## Short problem
Please update the lines running from the one holding "Target: lip" through the end of the rows, both included, by changing "instance" to "occurrence" and leaving all else the same. Give back only those lines.

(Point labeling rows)
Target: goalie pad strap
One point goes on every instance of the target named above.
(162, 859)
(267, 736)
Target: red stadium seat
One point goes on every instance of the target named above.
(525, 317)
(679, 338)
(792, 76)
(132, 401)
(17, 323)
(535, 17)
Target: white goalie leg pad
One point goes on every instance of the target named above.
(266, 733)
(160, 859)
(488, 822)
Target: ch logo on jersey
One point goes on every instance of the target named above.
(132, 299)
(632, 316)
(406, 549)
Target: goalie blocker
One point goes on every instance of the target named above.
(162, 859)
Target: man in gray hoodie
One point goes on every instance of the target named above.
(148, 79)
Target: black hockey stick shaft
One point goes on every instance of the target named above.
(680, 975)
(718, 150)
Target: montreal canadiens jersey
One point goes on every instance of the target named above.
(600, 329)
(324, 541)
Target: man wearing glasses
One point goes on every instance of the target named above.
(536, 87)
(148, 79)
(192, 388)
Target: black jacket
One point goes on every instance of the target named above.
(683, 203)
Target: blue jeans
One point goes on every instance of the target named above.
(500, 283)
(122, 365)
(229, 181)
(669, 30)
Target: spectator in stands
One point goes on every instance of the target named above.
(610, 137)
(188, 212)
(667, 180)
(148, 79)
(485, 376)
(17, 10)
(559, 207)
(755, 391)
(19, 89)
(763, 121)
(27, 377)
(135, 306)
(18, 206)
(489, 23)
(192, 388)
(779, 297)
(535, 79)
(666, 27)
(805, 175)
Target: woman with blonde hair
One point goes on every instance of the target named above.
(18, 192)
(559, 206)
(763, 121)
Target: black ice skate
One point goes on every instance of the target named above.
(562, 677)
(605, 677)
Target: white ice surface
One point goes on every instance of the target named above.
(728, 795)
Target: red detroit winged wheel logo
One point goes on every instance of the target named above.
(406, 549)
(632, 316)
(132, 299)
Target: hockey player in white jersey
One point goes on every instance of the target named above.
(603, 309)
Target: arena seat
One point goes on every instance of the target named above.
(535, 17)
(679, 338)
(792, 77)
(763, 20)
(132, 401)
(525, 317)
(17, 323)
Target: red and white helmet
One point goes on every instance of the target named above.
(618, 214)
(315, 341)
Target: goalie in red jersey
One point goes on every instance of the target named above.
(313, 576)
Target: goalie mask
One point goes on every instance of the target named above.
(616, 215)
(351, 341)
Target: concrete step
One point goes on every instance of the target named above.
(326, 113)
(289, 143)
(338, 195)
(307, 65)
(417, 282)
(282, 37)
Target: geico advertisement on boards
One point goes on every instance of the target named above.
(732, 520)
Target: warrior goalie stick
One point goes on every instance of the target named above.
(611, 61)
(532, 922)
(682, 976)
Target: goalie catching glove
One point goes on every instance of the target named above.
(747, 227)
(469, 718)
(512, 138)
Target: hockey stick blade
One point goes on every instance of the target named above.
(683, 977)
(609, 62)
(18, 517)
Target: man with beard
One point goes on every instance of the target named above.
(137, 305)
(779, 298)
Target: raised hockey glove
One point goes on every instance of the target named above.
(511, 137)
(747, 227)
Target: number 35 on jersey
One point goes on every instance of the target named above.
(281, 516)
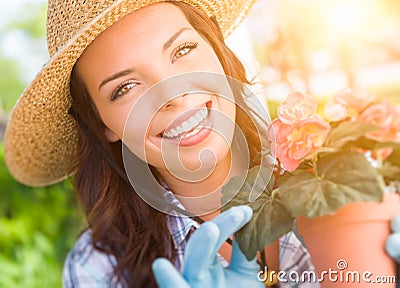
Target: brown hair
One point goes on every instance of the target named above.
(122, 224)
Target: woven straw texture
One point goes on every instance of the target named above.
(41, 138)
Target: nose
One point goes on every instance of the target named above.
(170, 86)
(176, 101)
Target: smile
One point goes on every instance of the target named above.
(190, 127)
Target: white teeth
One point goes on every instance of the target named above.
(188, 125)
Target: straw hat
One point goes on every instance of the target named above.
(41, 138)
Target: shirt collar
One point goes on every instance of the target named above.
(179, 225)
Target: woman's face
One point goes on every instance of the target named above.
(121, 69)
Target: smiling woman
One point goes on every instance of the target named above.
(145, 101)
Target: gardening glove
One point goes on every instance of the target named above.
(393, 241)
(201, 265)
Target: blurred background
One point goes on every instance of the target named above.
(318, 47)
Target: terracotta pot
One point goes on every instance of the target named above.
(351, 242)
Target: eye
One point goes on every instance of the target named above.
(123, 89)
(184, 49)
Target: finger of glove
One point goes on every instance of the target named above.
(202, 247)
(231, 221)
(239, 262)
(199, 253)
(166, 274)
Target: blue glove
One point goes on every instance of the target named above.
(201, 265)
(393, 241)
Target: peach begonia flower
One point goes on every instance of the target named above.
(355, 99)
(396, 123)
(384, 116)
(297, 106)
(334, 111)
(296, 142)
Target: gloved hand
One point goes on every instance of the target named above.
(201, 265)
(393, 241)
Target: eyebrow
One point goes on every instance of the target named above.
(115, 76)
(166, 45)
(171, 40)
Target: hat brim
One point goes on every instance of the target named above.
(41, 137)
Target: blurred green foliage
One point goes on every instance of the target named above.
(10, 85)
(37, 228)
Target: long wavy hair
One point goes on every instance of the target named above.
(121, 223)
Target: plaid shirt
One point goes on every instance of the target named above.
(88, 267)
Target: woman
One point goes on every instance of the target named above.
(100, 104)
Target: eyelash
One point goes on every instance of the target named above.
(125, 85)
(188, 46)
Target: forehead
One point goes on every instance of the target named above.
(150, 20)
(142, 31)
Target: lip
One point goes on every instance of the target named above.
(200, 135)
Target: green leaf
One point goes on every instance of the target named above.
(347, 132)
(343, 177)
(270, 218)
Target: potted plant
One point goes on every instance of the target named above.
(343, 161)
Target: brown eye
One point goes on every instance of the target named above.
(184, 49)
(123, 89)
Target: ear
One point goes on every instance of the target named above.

## The output
Target: lip
One point goes on every occurrence of the target named above.
(200, 135)
Target: green leaf
One point goes on every occurrence of the target named above.
(347, 132)
(343, 177)
(270, 218)
Target: potted plant
One point goes on every occurrence of the target named above.
(343, 161)
Target: brown eye
One point goes on every occurrence of the target named above.
(184, 49)
(123, 89)
Target: ear
One point goes on every occurrence of the target named above.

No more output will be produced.